## DIRECTIVE
Extract all of the entries and give them again, word for word.

[Data entries]
** BEGIN **

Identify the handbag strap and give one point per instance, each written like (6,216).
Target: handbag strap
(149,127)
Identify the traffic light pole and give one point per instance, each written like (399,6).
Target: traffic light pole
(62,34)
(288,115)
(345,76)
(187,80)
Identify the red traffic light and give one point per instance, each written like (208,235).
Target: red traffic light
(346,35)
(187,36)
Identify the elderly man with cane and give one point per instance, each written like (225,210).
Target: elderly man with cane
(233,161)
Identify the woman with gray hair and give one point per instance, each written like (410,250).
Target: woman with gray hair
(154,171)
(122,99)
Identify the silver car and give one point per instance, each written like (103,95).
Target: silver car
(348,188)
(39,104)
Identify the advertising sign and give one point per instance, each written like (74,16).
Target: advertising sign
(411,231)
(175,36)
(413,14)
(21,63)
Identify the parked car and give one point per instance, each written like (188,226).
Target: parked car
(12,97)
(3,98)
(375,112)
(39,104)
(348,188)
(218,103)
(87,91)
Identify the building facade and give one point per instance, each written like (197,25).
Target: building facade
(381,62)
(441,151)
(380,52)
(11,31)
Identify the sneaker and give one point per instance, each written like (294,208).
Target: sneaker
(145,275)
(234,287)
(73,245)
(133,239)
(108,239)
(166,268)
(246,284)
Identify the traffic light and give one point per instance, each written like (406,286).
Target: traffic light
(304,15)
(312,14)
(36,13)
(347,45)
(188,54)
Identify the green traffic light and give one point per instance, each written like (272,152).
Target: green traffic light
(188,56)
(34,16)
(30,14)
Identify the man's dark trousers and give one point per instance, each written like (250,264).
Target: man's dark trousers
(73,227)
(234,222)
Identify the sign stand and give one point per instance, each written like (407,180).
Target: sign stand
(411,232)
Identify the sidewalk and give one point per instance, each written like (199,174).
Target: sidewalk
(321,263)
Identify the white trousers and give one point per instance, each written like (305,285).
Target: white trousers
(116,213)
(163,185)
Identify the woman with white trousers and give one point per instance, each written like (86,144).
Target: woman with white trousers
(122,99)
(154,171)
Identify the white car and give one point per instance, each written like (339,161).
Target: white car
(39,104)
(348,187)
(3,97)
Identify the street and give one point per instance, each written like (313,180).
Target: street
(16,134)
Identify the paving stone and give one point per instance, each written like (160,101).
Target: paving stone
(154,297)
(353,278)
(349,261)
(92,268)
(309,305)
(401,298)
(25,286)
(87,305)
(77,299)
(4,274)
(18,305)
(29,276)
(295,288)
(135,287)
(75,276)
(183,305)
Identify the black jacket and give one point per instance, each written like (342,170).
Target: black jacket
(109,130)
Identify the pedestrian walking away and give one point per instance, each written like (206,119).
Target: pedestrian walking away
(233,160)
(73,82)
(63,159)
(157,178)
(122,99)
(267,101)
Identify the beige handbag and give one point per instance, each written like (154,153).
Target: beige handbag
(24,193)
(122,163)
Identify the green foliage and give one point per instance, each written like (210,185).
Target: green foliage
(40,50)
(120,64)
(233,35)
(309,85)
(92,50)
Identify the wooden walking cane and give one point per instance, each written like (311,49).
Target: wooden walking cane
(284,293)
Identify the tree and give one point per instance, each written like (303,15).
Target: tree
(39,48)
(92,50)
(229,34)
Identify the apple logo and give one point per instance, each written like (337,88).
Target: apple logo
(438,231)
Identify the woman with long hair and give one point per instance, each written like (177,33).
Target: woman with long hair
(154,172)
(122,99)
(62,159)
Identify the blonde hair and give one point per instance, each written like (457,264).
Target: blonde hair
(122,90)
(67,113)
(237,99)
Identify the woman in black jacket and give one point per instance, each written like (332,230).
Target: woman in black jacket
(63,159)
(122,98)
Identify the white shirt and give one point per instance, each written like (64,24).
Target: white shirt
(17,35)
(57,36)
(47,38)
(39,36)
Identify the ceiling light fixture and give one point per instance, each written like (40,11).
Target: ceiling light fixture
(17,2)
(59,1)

** END **

## CORRECT RESPONSE
Identify the handbag strap and give one point per instance, each written like (6,216).
Target: handbag strap
(149,127)
Identify the traffic light pole and give one point per instance, each written like (399,6).
Target: traffic light pole
(62,34)
(288,115)
(345,76)
(187,80)
Identify the red traffic light and give one point per instance, each written like (208,235).
Target: red traffic light
(346,35)
(187,36)
Identify the elderly man with cane and give one point per instance, each written like (225,210).
Target: elderly man with cane
(233,161)
Identify the woman with gray hair and give one point per instance, each written like (410,250).
Target: woman with gray hair
(154,171)
(122,99)
Identify the silver car and give one point per instance, each written like (103,95).
Target: silver car
(348,188)
(39,104)
Identify the advertising sign and give one point per instance, each written like (74,16).
Target: advertising sign
(411,231)
(175,36)
(413,14)
(21,63)
Identify the parked car and give one point per instance, each written like (188,226).
Target: parked car
(12,97)
(3,98)
(375,112)
(39,104)
(348,188)
(218,103)
(87,91)
Identify the building facade and give one point per instance, each written like (197,25).
Target: building facade
(381,62)
(441,151)
(380,52)
(11,31)
Identify the sneaker and give one point per instance, each written like (294,208).
Target: sneaker
(145,275)
(234,287)
(73,245)
(133,239)
(108,239)
(166,268)
(246,284)
Identify the traffic light and give one point per instance, each written like (406,286).
Target: traffic light
(304,15)
(312,14)
(36,13)
(347,45)
(188,54)
Identify the green traffic light and give one point per instance, each written like (272,152).
Target: green traffic light
(188,56)
(34,16)
(30,14)
Identify the man's dark trousers and give one point per instance, each written like (250,264).
Target: man's dark trousers
(73,227)
(234,222)
Identify the sign stand and give one point per instance, each written like (407,180).
Target: sign stand
(411,232)
Identify the sidewalk and give one point per instance, each written like (199,174).
Target: sidewalk
(321,263)
Identify the white trousers and give one point per instance, each written like (305,285).
Target: white trousers
(116,213)
(163,185)
Identify the woman with white trousers and give one point per instance, each written like (86,144).
Target: woman with white trousers
(122,99)
(154,171)
Identify the white car and give one point per instance, each written like (339,161).
Target: white car
(39,104)
(348,187)
(3,97)
Identify the street and give one point per instance, each written like (313,180).
Target: street
(16,134)
Identify the paving stone and give one point per instance, each written like (160,101).
Target: paving stone
(154,297)
(353,278)
(349,261)
(92,268)
(309,305)
(401,298)
(25,286)
(87,305)
(77,299)
(4,274)
(18,305)
(29,276)
(295,288)
(135,287)
(75,276)
(183,305)
Identify the black jacket and give one point per instance, each written like (342,170).
Target: black jacket
(109,130)
Identify the pedestrian walking away and give one point per instance, each written like (206,119).
Target: pedestrian walking away
(233,160)
(73,82)
(63,159)
(157,178)
(122,99)
(267,101)
Identify the beige handbag and give one point per instance, each written like (154,153).
Target: beige handbag
(24,193)
(122,163)
Identify the green foliage and give one point per instance, each written like (210,185).
Target: green foliage
(40,50)
(120,64)
(233,35)
(309,85)
(92,50)
Identify the wooden walking cane and give one point per instance, each written like (311,49).
Target: wooden walking cane
(284,293)
Identify the tree and give one point per instance, each written like (303,15).
Target: tree
(39,48)
(92,50)
(229,34)
Identify the apple logo and give one point per instance, each written like (337,88).
Target: apple logo
(438,231)
Identify the woman with long hair and give one point per instance, each written like (177,33).
Target: woman with long hair
(154,172)
(122,99)
(62,159)
Identify the blonde hair and give one point per instance, each written like (457,264).
Target: blonde hair
(122,90)
(67,113)
(237,99)
Identify the woman in black jacket and give one point per instance, each written like (332,230).
Target: woman in black jacket
(63,159)
(122,98)
Identify the white shirt and give one point per instance, each written like (64,24).
Target: white shirt
(17,35)
(57,36)
(47,38)
(39,36)
Identify the ceiling light fixture and give one point per instance, each written like (40,11).
Target: ceiling light fixture
(17,2)
(59,1)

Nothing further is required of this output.